> Task requirements
Your copy should begin at the line containing "like [410, 104]." and end at the last line of the records; transcribe those lines exactly and leave out every picture.

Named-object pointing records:
****

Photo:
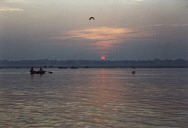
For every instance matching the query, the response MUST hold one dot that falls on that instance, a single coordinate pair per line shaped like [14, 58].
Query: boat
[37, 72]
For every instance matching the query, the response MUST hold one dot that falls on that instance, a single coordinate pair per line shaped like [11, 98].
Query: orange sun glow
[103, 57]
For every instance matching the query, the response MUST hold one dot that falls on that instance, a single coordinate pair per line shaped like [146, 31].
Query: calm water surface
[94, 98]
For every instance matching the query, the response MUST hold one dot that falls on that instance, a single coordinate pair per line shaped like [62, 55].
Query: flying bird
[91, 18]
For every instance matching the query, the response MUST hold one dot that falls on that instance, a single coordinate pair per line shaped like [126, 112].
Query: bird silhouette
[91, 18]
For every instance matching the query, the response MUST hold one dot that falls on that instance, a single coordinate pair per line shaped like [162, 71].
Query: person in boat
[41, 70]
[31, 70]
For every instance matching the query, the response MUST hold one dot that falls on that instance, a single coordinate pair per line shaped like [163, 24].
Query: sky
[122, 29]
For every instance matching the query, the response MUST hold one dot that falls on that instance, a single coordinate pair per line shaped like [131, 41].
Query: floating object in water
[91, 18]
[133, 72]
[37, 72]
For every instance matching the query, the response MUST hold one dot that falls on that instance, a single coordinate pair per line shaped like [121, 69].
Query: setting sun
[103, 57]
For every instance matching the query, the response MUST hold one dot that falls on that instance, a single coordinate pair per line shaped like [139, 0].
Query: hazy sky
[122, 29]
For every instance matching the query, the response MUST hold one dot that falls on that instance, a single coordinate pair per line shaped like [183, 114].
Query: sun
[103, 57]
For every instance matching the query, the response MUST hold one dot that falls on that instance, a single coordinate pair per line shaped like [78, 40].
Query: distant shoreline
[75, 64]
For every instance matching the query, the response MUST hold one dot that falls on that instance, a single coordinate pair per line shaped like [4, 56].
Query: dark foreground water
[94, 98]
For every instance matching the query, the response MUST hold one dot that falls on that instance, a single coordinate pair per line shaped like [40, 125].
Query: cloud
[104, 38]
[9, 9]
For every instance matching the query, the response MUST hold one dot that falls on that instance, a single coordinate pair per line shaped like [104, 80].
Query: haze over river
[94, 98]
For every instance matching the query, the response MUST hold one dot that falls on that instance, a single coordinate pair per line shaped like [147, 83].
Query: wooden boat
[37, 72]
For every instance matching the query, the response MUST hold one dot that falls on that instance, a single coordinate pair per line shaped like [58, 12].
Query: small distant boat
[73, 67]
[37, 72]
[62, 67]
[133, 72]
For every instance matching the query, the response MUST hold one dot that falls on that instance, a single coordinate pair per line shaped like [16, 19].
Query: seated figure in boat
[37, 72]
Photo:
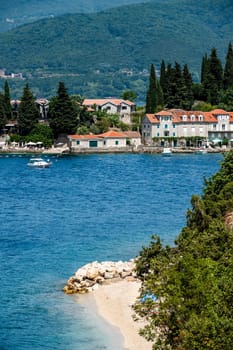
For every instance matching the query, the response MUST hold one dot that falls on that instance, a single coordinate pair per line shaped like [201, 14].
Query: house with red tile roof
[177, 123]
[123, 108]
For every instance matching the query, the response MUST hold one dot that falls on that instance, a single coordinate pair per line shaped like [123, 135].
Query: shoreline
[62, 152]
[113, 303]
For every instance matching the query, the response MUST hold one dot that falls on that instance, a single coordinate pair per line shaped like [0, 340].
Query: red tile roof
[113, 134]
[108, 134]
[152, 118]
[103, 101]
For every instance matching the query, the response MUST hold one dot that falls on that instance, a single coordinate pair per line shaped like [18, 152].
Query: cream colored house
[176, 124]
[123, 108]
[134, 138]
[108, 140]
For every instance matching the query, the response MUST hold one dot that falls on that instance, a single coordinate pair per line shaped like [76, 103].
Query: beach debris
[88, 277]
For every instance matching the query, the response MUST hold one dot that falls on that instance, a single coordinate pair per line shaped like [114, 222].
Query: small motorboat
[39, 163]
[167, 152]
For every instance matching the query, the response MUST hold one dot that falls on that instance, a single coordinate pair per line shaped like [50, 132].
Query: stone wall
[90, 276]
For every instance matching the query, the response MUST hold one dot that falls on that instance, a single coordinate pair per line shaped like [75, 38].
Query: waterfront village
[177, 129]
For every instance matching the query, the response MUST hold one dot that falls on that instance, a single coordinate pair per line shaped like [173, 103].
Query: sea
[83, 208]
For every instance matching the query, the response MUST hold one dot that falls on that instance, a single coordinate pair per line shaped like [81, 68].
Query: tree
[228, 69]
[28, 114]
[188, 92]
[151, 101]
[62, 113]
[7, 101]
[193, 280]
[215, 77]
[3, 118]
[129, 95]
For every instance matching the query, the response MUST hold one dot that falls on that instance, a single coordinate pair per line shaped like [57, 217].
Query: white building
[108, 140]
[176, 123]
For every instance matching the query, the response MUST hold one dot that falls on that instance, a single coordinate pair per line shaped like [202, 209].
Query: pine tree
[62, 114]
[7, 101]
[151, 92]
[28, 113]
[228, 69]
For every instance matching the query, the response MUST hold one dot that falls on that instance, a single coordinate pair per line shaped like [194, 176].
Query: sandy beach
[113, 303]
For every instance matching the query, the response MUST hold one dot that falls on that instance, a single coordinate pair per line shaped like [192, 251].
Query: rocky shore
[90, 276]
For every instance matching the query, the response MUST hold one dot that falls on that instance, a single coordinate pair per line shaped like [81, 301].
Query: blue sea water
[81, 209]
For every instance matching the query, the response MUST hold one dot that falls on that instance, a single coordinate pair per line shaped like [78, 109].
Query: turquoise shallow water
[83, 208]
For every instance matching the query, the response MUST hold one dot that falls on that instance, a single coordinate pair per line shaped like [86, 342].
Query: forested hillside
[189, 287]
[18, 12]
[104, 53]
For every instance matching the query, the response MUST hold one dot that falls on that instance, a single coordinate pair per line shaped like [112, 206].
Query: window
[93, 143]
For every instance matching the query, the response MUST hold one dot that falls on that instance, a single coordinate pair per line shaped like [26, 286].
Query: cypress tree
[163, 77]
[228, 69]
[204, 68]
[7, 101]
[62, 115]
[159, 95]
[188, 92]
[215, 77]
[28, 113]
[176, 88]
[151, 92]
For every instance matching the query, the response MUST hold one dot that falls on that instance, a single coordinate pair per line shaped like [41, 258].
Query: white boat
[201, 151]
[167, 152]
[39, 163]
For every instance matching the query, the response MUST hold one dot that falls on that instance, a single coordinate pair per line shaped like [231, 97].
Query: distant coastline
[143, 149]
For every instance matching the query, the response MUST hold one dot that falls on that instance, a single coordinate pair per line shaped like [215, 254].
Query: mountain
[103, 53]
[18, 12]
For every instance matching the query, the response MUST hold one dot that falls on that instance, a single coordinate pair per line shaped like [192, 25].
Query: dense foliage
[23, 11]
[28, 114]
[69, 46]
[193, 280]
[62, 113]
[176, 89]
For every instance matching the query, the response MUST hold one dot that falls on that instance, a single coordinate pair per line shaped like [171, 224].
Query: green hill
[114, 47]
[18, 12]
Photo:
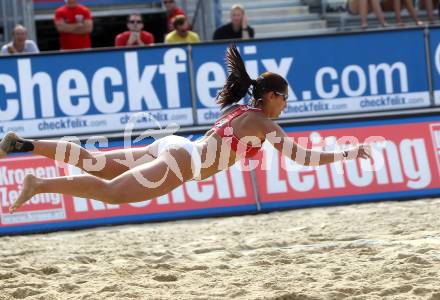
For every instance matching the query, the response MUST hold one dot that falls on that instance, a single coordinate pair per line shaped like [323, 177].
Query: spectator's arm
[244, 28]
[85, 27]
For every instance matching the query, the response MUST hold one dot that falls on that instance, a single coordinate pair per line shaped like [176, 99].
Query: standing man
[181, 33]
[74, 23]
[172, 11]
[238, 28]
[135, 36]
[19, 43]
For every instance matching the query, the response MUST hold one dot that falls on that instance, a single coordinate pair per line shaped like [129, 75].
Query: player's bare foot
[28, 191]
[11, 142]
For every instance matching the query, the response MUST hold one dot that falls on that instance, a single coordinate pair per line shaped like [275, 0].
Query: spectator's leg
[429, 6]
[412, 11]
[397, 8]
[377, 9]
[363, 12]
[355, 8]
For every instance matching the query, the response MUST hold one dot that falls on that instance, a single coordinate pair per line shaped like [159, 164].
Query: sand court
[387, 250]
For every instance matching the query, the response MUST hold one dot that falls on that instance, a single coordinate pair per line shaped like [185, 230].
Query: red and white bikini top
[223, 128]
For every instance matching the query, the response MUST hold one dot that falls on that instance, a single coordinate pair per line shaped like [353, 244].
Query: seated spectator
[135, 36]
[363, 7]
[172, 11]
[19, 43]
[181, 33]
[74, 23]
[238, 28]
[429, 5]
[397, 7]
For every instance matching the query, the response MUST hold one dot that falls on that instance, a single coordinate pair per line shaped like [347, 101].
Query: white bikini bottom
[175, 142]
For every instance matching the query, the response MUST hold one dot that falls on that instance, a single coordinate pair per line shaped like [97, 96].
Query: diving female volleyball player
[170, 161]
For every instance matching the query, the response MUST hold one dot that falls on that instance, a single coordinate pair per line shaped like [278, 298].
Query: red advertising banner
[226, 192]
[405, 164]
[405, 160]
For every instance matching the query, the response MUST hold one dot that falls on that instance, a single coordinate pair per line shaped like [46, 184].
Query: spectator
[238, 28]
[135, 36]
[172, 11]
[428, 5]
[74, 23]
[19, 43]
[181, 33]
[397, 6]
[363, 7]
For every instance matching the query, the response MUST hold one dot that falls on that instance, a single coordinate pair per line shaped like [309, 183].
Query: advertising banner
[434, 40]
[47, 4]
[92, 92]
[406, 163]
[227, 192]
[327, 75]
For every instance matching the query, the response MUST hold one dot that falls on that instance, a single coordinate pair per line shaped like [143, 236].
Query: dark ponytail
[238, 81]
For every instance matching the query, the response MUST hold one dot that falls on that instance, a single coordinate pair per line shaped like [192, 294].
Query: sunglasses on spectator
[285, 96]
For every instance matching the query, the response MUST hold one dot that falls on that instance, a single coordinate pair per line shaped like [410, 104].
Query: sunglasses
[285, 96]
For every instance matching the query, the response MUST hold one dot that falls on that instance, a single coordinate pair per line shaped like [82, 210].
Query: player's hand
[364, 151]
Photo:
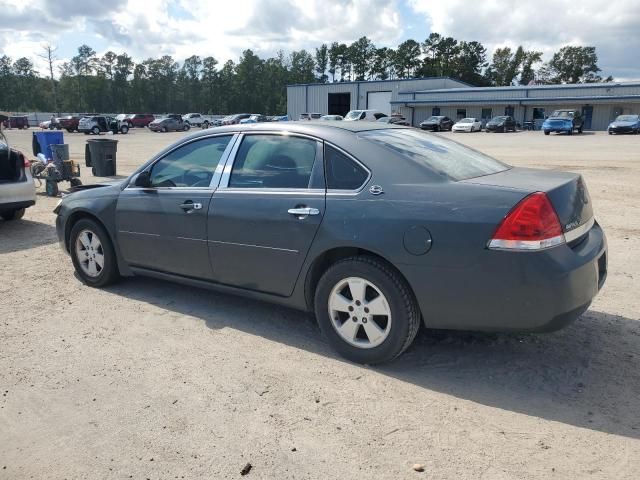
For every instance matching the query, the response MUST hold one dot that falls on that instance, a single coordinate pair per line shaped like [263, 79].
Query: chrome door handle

****

> Exercise result
For every instance matching the query, the response MUST hold one dot that falls on that instance, a single coordinate pair per line shaped like [410, 104].
Query: sunglasses
[285, 96]
For every instance matching the query, the response MUST hold one dot that falls on that instance, a single coordinate pair per line shaped like [82, 210].
Query: player's hand
[364, 151]
Photo:
For every instance matching the query, the response MUST hold one dot that falls on that instance, a single coordinate pair per line shaped like [263, 79].
Query: chrome door handle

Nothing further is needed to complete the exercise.